REQUIREMENT: Starting at the line that contains "Using the photo shown above, find the hanging" and continuing through the end of the records, give each line as a string in a JSON list, skipping blank lines and leaving out the pictures.

RECORDS FOR THE TASK:
○ ○ ○

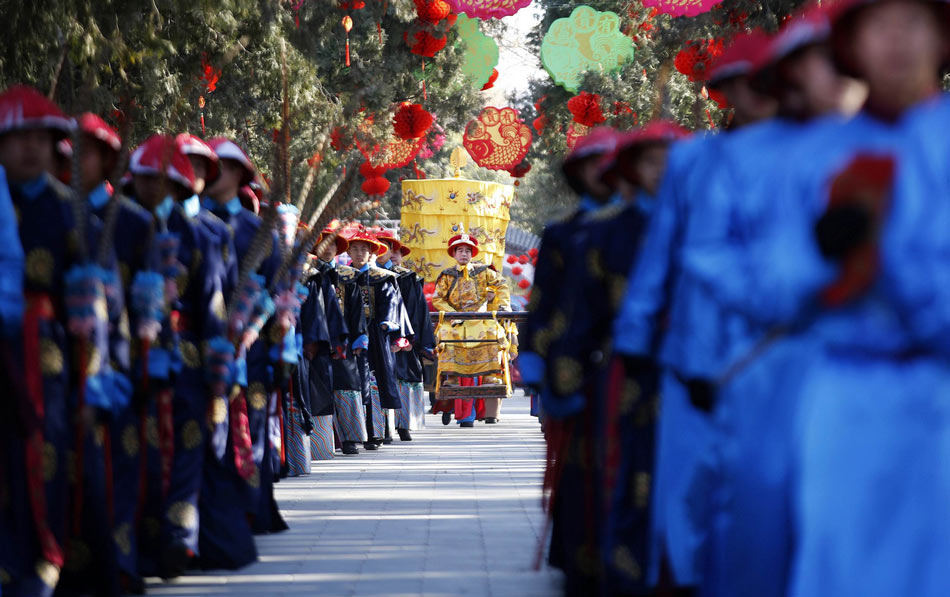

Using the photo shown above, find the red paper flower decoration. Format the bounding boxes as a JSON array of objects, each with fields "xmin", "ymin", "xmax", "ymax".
[
  {"xmin": 531, "ymin": 114, "xmax": 548, "ymax": 135},
  {"xmin": 567, "ymin": 122, "xmax": 590, "ymax": 149},
  {"xmin": 393, "ymin": 104, "xmax": 435, "ymax": 140},
  {"xmin": 482, "ymin": 68, "xmax": 498, "ymax": 91},
  {"xmin": 404, "ymin": 19, "xmax": 451, "ymax": 58},
  {"xmin": 567, "ymin": 91, "xmax": 607, "ymax": 126},
  {"xmin": 330, "ymin": 127, "xmax": 353, "ymax": 151},
  {"xmin": 508, "ymin": 161, "xmax": 531, "ymax": 178},
  {"xmin": 360, "ymin": 161, "xmax": 386, "ymax": 178},
  {"xmin": 362, "ymin": 176, "xmax": 389, "ymax": 195},
  {"xmin": 462, "ymin": 107, "xmax": 531, "ymax": 170},
  {"xmin": 414, "ymin": 0, "xmax": 452, "ymax": 25},
  {"xmin": 673, "ymin": 39, "xmax": 723, "ymax": 81}
]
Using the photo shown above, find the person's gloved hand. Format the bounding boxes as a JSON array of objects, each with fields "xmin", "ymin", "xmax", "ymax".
[
  {"xmin": 620, "ymin": 354, "xmax": 654, "ymax": 377},
  {"xmin": 686, "ymin": 377, "xmax": 716, "ymax": 413},
  {"xmin": 815, "ymin": 204, "xmax": 872, "ymax": 260}
]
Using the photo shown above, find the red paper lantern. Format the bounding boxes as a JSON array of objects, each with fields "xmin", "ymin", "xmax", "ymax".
[
  {"xmin": 508, "ymin": 162, "xmax": 531, "ymax": 178},
  {"xmin": 393, "ymin": 104, "xmax": 435, "ymax": 141},
  {"xmin": 673, "ymin": 39, "xmax": 723, "ymax": 81},
  {"xmin": 330, "ymin": 127, "xmax": 353, "ymax": 151},
  {"xmin": 404, "ymin": 19, "xmax": 449, "ymax": 58},
  {"xmin": 414, "ymin": 0, "xmax": 452, "ymax": 25},
  {"xmin": 482, "ymin": 68, "xmax": 498, "ymax": 91},
  {"xmin": 361, "ymin": 176, "xmax": 389, "ymax": 196},
  {"xmin": 462, "ymin": 107, "xmax": 531, "ymax": 171},
  {"xmin": 567, "ymin": 91, "xmax": 607, "ymax": 126}
]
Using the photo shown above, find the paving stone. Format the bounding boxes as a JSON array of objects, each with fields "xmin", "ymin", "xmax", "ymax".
[{"xmin": 148, "ymin": 398, "xmax": 561, "ymax": 597}]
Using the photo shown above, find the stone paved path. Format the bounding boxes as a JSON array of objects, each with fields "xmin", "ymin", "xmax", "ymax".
[{"xmin": 148, "ymin": 398, "xmax": 560, "ymax": 596}]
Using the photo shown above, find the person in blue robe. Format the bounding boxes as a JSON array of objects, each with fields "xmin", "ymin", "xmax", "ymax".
[
  {"xmin": 614, "ymin": 32, "xmax": 775, "ymax": 586},
  {"xmin": 199, "ymin": 138, "xmax": 280, "ymax": 569},
  {"xmin": 338, "ymin": 231, "xmax": 405, "ymax": 450},
  {"xmin": 708, "ymin": 2, "xmax": 948, "ymax": 595},
  {"xmin": 683, "ymin": 11, "xmax": 860, "ymax": 596},
  {"xmin": 536, "ymin": 128, "xmax": 619, "ymax": 595},
  {"xmin": 316, "ymin": 231, "xmax": 369, "ymax": 456},
  {"xmin": 389, "ymin": 241, "xmax": 436, "ymax": 441},
  {"xmin": 0, "ymin": 86, "xmax": 92, "ymax": 595}
]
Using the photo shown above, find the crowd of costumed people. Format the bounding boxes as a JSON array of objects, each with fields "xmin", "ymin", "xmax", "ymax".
[
  {"xmin": 518, "ymin": 0, "xmax": 950, "ymax": 597},
  {"xmin": 0, "ymin": 80, "xmax": 528, "ymax": 596}
]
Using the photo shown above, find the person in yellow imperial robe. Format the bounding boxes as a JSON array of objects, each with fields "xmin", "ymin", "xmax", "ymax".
[{"xmin": 432, "ymin": 233, "xmax": 514, "ymax": 427}]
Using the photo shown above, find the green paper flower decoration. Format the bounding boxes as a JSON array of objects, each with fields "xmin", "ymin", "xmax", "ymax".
[
  {"xmin": 540, "ymin": 6, "xmax": 633, "ymax": 93},
  {"xmin": 455, "ymin": 15, "xmax": 498, "ymax": 89}
]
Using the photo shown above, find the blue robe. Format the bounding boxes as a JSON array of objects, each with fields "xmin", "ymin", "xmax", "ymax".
[
  {"xmin": 89, "ymin": 187, "xmax": 152, "ymax": 579},
  {"xmin": 0, "ymin": 175, "xmax": 87, "ymax": 595},
  {"xmin": 683, "ymin": 119, "xmax": 835, "ymax": 597},
  {"xmin": 544, "ymin": 198, "xmax": 656, "ymax": 594},
  {"xmin": 790, "ymin": 97, "xmax": 950, "ymax": 596},
  {"xmin": 614, "ymin": 136, "xmax": 723, "ymax": 585}
]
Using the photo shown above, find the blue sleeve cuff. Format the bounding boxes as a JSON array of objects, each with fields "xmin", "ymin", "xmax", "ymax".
[{"xmin": 517, "ymin": 352, "xmax": 545, "ymax": 386}]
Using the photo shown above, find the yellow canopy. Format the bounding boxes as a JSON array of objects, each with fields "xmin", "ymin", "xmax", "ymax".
[{"xmin": 399, "ymin": 178, "xmax": 515, "ymax": 282}]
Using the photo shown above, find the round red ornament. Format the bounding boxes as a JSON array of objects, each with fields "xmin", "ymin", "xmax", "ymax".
[
  {"xmin": 393, "ymin": 104, "xmax": 435, "ymax": 141},
  {"xmin": 482, "ymin": 68, "xmax": 498, "ymax": 91},
  {"xmin": 567, "ymin": 91, "xmax": 607, "ymax": 126},
  {"xmin": 462, "ymin": 107, "xmax": 531, "ymax": 170},
  {"xmin": 414, "ymin": 0, "xmax": 452, "ymax": 24},
  {"xmin": 361, "ymin": 176, "xmax": 389, "ymax": 196}
]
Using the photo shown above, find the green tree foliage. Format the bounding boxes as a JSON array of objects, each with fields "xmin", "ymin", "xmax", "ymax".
[
  {"xmin": 0, "ymin": 0, "xmax": 490, "ymax": 215},
  {"xmin": 518, "ymin": 0, "xmax": 802, "ymax": 230}
]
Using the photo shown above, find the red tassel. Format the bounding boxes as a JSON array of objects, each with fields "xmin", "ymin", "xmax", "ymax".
[
  {"xmin": 422, "ymin": 58, "xmax": 429, "ymax": 100},
  {"xmin": 157, "ymin": 390, "xmax": 175, "ymax": 498},
  {"xmin": 73, "ymin": 340, "xmax": 89, "ymax": 537}
]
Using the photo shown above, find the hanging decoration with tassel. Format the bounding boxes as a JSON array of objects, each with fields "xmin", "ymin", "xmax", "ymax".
[{"xmin": 343, "ymin": 15, "xmax": 353, "ymax": 68}]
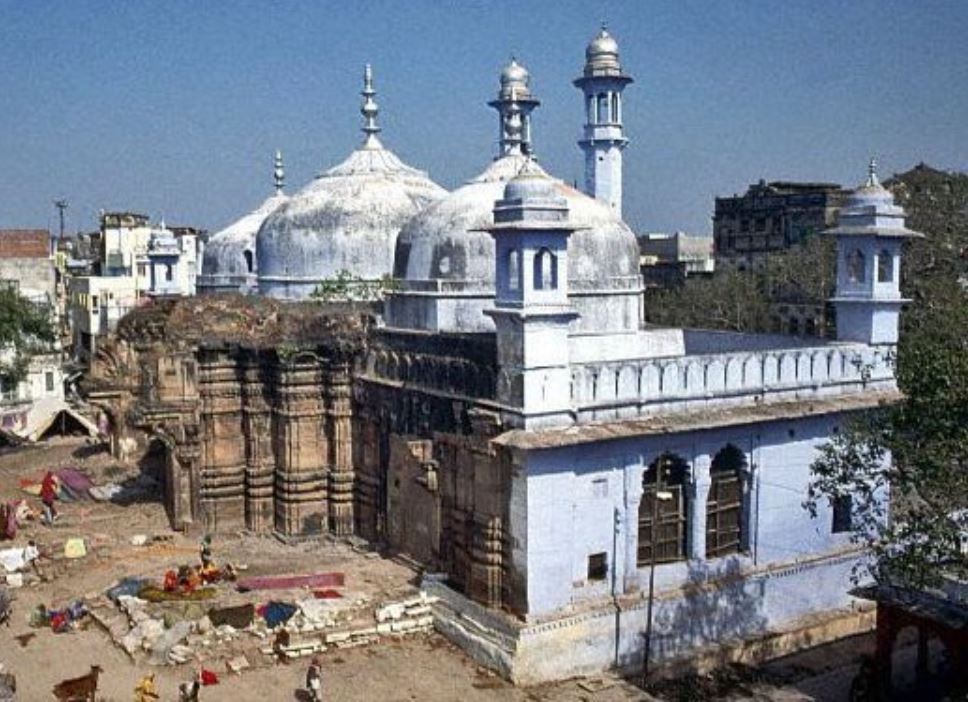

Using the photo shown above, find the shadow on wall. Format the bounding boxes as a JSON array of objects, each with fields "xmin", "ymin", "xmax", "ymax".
[
  {"xmin": 652, "ymin": 558, "xmax": 767, "ymax": 664},
  {"xmin": 110, "ymin": 438, "xmax": 168, "ymax": 507}
]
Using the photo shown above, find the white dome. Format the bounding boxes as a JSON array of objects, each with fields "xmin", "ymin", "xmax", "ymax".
[
  {"xmin": 256, "ymin": 144, "xmax": 446, "ymax": 299},
  {"xmin": 394, "ymin": 155, "xmax": 639, "ymax": 290},
  {"xmin": 198, "ymin": 193, "xmax": 289, "ymax": 292}
]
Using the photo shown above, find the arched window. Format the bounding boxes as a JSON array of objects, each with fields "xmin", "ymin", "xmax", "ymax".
[
  {"xmin": 598, "ymin": 93, "xmax": 611, "ymax": 124},
  {"xmin": 877, "ymin": 249, "xmax": 894, "ymax": 283},
  {"xmin": 706, "ymin": 444, "xmax": 747, "ymax": 558},
  {"xmin": 508, "ymin": 249, "xmax": 521, "ymax": 290},
  {"xmin": 847, "ymin": 249, "xmax": 867, "ymax": 283},
  {"xmin": 534, "ymin": 248, "xmax": 558, "ymax": 290},
  {"xmin": 636, "ymin": 453, "xmax": 689, "ymax": 566}
]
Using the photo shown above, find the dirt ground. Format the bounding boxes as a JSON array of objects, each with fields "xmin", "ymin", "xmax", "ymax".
[{"xmin": 0, "ymin": 439, "xmax": 648, "ymax": 702}]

○ ○ ○

WRITTEN SOLUTION:
[
  "Using the photo shown above, find the hanging decoration with tassel. Format the bounding boxes as a JSON array of objects, each with fields \"xmin\", \"ymin\", \"xmax\", \"ymax\".",
  "[{\"xmin\": 343, \"ymin\": 15, \"xmax\": 353, \"ymax\": 68}]",
  "Using the photo shown above, find the shadow on wall. Format the bounding boxes as a JSON array of objects, each with fields \"xmin\", \"ymin\", \"xmax\", \"ymax\".",
  "[",
  "  {\"xmin\": 652, \"ymin\": 558, \"xmax\": 767, \"ymax\": 664},",
  "  {\"xmin\": 110, \"ymin\": 438, \"xmax\": 168, \"ymax\": 507}",
  "]",
  "Using the photo shown above, find the white dome. Format the bounding boxes as a JSON array of objects, each with fields \"xmin\", \"ymin\", \"xmax\", \"ymax\".",
  "[",
  "  {\"xmin\": 256, \"ymin\": 144, \"xmax\": 446, \"ymax\": 299},",
  "  {\"xmin\": 394, \"ymin\": 155, \"xmax\": 639, \"ymax\": 290},",
  "  {\"xmin\": 198, \"ymin\": 193, \"xmax\": 289, \"ymax\": 292}",
  "]",
  "Using the photo shown above, find the arched window. Format the bounding boxes as a JSON array of objects, each with fields \"xmin\", \"ymin\", \"xmax\", \"ymax\".",
  "[",
  "  {\"xmin\": 598, \"ymin\": 93, \"xmax\": 611, \"ymax\": 124},",
  "  {\"xmin\": 877, \"ymin\": 249, \"xmax\": 894, \"ymax\": 283},",
  "  {\"xmin\": 706, \"ymin\": 444, \"xmax\": 747, \"ymax\": 558},",
  "  {\"xmin\": 508, \"ymin\": 249, \"xmax\": 521, \"ymax\": 290},",
  "  {\"xmin\": 847, \"ymin\": 249, \"xmax\": 867, \"ymax\": 283},",
  "  {\"xmin\": 534, \"ymin\": 248, \"xmax\": 558, \"ymax\": 290},",
  "  {\"xmin\": 636, \"ymin\": 453, \"xmax\": 689, \"ymax\": 566}",
  "]",
  "Using the photo shown above, find the dirt ground. Format the bounding boxes as a JSON array of objects, each with fields \"xmin\", \"ymin\", \"xmax\", \"ymax\".",
  "[{\"xmin\": 0, \"ymin\": 439, \"xmax\": 648, \"ymax\": 702}]"
]